EXTRACT TO READ:
=== Section Start ===

Fans Rage at Emmure Show 1/27

| February 9, 2013 | 0 Comments


by Max Giffin

The front doors of the Summit Music Hall in Denver were busy as security continuously kicked out angry hardcore fans on January 27th. With dozens being expelled for unruly behavior, the show that night was undoubtedly the most violent event the Summit has seen in 2013. So why was everyone so riled up that evening? Emmure, Victory Record’s hardest metalcore band, was shaking the roof with heavy breakdowns and dissonant cords.


Emmure has sometimes been labeled deathcore. With the combination of their aggressive style and sometimes murder-themed lyrics, it’s no surprise. Technically, however, the band falls more under a heavy branch of metalcore. They’re also considered nu metal for the raps they occasionally incorporate into songs. Vocalist Frankie Palmeri doesn’t care how people define his music though. On the subject, he said, “It’s not really a concern of mine; we’re just lucky enough to make music that we enjoy, and if people want to lump us in with whatever hardcore subgenre they want to create it’s totally cool with me. I don’t want to put much thought into what separates us; we kind of just do our own thing.” Regardless of what they’re classified under, anyone can agree that Emmure’s music is brutal.


Palmeri took the stage wearing a snapback hat and a black windbreaker. He stared dead into the audience as he let out screams that made the floor tremble, and it was clear he meant business. Live shows are very important to Emmure. Palmeri reflects, “I think our live performance is part of our written music because we want to create songs that when we go and play live, they translate well. It’s really a big deal for us to write songs that we can go on stage and when we perform, be really excited about playing”. The violence of the music carried over to the crowd as the band played, and Summit security hand their hands full dragging people out of the crowd. Fans thrashed relentlessly in a blur of face and knuckle tattoos and mosh pits exploded, a new one opening with every breakdown. Many would find this kind of environment frightening, but for Emmure fans it was just what they’d come for. Heavy metal music is a release. It’s the one place where people can throw their fists around and let out all their suppressed anger. In many ways, it can be therapeutic. The crowd was there to get angry, get loud, and get wild with Emmure tearing up the stage.

=== Section End ===

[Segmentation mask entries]
=== Section Start ===

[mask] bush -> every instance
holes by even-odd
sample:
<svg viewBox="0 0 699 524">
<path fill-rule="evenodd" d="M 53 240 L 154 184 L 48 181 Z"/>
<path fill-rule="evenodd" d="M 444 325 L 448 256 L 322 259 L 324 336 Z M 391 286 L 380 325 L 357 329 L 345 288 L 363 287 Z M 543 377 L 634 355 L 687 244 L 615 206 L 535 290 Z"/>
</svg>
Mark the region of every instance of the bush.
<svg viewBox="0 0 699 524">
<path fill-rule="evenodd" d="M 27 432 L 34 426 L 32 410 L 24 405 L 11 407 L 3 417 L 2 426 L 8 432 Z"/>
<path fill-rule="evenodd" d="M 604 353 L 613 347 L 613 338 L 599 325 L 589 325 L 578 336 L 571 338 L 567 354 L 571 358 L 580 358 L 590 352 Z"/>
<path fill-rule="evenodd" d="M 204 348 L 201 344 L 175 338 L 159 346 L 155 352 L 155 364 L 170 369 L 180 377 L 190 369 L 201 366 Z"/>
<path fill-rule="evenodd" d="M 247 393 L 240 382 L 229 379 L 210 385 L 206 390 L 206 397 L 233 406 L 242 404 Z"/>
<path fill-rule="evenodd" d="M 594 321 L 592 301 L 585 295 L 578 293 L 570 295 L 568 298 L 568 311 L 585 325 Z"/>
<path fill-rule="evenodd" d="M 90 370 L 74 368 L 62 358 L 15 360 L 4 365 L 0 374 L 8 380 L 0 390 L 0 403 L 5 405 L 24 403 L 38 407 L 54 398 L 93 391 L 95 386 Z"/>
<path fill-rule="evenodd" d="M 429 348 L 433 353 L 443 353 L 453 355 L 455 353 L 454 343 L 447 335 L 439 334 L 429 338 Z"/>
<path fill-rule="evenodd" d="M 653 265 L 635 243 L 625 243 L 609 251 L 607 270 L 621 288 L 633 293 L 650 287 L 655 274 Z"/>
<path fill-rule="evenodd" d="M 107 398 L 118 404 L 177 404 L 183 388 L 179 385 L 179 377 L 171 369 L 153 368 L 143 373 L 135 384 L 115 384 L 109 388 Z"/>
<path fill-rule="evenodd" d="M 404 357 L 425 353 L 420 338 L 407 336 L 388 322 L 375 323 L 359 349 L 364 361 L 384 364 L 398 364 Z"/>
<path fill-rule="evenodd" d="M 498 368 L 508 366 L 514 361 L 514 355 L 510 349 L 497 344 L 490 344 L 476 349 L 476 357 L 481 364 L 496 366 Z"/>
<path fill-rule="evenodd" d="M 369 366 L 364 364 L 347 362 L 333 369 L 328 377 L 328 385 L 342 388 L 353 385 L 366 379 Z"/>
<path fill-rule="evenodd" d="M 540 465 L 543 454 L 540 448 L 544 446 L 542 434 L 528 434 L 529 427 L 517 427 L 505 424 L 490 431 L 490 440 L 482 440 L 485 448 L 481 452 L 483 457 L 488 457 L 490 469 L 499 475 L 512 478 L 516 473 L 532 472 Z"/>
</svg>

=== Section End ===

TASK: Reproduce the passage of the concert review between "Emmure has sometimes" and "music is brutal.", inclusive. None of the entries are needed here.

FINISHED TASK:
Emmure has sometimes been labeled deathcore. With the combination of their aggressive style and sometimes murder-themed lyrics, it’s no surprise. Technically, however, the band falls more under a heavy branch of metalcore. They’re also considered nu metal for the raps they occasionally incorporate into songs. Vocalist Frankie Palmeri doesn’t care how people define his music though. On the subject, he said, “It’s not really a concern of mine; we’re just lucky enough to make music that we enjoy, and if people want to lump us in with whatever hardcore subgenre they want to create it’s totally cool with me. I don’t want to put much thought into what separates us; we kind of just do our own thing.” Regardless of what they’re classified under, anyone can agree that Emmure’s music is brutal.